Set exercise:
Please pull out every line in the records below that contains the word "child". Case counts.

---- Records for the task

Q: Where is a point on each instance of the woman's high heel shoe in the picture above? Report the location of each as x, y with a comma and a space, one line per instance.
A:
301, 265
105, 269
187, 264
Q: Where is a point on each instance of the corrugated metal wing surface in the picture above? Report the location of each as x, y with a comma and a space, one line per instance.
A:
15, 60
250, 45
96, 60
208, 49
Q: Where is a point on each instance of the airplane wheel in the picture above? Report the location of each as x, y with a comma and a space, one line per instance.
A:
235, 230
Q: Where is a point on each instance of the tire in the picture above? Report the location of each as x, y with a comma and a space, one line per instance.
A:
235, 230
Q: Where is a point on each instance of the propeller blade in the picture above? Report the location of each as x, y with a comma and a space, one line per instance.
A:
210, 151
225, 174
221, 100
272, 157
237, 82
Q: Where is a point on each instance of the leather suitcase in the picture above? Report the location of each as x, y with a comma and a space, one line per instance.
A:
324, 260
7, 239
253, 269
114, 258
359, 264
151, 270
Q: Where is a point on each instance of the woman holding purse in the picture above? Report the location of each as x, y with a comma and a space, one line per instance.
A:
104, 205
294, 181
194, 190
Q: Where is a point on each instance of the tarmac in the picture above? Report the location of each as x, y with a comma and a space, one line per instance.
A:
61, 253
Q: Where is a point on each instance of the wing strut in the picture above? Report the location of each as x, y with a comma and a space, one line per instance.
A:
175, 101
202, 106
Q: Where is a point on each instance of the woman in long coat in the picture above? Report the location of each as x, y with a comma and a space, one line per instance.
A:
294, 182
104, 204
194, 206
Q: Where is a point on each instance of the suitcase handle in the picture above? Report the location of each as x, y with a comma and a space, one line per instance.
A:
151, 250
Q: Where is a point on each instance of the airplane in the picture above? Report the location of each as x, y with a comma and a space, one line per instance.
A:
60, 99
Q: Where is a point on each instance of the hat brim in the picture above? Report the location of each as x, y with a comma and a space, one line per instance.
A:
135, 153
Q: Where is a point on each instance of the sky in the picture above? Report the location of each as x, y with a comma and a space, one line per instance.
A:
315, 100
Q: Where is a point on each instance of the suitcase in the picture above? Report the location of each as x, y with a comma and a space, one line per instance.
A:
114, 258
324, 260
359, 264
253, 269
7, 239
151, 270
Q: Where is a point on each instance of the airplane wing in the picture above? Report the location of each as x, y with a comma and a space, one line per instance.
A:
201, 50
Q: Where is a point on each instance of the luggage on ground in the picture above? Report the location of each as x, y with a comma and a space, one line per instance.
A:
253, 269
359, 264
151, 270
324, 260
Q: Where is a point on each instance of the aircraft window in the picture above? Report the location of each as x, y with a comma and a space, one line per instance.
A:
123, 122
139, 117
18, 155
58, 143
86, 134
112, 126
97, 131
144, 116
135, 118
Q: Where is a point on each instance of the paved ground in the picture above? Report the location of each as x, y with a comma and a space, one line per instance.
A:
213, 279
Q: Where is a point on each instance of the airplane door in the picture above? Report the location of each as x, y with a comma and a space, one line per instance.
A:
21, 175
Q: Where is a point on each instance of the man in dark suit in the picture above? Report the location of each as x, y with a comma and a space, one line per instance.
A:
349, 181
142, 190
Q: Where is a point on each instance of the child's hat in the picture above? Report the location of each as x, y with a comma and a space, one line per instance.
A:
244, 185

--------
---- Records for the task

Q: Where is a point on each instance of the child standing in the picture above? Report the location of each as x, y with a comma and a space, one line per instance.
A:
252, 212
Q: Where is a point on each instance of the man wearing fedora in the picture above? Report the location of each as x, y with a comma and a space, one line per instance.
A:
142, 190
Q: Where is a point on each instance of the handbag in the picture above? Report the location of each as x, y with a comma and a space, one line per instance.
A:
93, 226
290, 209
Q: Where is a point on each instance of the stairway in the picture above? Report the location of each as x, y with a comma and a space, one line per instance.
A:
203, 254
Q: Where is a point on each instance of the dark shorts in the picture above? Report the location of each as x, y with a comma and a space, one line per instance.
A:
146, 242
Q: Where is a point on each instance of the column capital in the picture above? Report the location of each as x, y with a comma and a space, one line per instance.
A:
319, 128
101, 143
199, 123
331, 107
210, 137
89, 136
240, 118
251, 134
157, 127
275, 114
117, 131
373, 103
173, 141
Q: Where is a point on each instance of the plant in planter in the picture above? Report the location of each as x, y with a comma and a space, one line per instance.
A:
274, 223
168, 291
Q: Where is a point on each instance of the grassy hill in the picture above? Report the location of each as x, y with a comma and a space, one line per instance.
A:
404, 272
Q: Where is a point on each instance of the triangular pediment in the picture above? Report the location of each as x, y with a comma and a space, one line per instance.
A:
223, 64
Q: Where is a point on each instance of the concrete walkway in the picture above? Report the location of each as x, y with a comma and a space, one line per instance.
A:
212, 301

--------

Response to this exercise:
Q: Where is a point on each instance of the child's hat in the picture above? Report the location of each as x, y with a comma and a space, one line per instance.
Q: Where is a point on each instance of the child standing in the picture above? Report the location of each as x, y with a comma and a space, one line per instance.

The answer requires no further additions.